§ **Selection**
---+---
Now everyone knows "some pervert" stole Saeki's uniform, and Kasuga is dying with shame and guilt. Furthermore, the weird, creepy, and friendless girl of the class, Nakamura, saw him take the uniform. Instead of revealing it was him, she recognizes his kindred deviant spirit and uses her knowledge to take control of his life. Will it be possible for Kasuga to get closer to Saeki, despite Nakamura's meddling and his dark secret? What exactly does Nakamura intend to do with him?
Aku no Hana was published in English as The Flowers of Evil by Vertical Inc. from May 8, 2012 to October 14, 2014. The publisher has been rereleasing the series in omnibuses since October 31, 2017. It was published in Italian as I Fiori del Male - Aku no Hana by Panini Comics under the Planet Manga imprint from November 9, 2013 to February 7, 2015, and in Spanish as Las Flores del Mal by Norma Editorial from September 26, 2014 to July 22, 2016. It has been published in French as Les Fleurs Du Mal by ki-oon since January 12, 2017.
I will mainly write about why I love the scenario and characters and why I preferred the second part, the one which has never been adapted into anime. For this purpose, I am going to spoil the whole story, so don't read this unless you have finished the manga.
I moderately liked the beginning of the manga because I did not really understand what the characters wanted (the MC in particular) and it seemed to me that they were acting irrationally. The escalation of catastrophic risk taking was fine but not enough to make me love the manga and I think I was right because the
rest of the manga gives a new meaning to this part which is in fact a mere introduction.
To me, it tells the story of boy who is introvert/asocial but not deeply abnormal and who cultivates his uniqueness because he fails to fit in. He believes that if he can't be as good as a normie than the other normies, it means he has a different/superior fate and he convinces himself that his "thing" is poetry, something the others can't understand. He finds a place for the pretty girl he fancies in this thinking pattern, calling her his "muse" (which is quite ridiculous). The MC is therefore at first pretty unhappy and lonely but comfortably confined in his simplistic relation with the rest of the world and vaguely in love with some girl he doesn't really know. This distance between them, which should be a source of pain, actually comforts the idea he has made of himself and make the situation more coherent and convenient than if he tried to seduce her.
---+---
§ **Data extract**

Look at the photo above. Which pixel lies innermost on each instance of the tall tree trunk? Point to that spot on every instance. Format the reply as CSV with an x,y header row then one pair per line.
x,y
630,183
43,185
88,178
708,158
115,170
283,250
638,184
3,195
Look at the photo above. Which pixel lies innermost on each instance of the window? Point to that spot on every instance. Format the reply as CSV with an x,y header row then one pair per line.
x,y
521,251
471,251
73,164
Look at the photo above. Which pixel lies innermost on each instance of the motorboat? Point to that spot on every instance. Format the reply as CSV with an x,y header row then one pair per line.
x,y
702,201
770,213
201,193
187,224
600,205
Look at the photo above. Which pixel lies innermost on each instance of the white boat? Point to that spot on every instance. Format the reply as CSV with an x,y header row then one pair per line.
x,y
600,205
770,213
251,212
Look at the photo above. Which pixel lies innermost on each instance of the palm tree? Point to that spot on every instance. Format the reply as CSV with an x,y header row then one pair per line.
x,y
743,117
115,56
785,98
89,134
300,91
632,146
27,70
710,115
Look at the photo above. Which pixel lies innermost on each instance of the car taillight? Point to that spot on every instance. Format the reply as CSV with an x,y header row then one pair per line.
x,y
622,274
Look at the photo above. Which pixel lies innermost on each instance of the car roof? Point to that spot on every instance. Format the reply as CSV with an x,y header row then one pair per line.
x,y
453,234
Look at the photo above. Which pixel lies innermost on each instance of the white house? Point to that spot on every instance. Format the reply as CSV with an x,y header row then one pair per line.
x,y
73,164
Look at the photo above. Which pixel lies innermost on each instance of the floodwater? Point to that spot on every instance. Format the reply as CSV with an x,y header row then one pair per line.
---+---
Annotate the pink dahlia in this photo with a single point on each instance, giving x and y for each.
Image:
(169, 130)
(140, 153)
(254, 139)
---+---
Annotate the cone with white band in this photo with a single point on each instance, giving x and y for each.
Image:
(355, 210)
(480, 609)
---+---
§ **Task list**
1/ Answer these questions from the Aku no Hana text.
(a) Who saw Kasuga take Saeki's uniform?
(b) Which company published the English edition, and over what dates?
(c) What does the boy in the reviewer's reading call the pretty girl he fancies?
2/ Using the Aku no Hana text, explain why the reviewer only moderately liked the beginning of the manga.

§ **Answers for the tasks**
1/
(a) Nakamura.
(b) Vertical Inc., from May 8, 2012 to October 14, 2014.
(c) His "muse."

2/ The reviewer did not really understand what the characters wanted, especially the main character, and felt they were acting irrationally. The growing catastrophic risk-taking was fine but not enough to make the reviewer love the manga.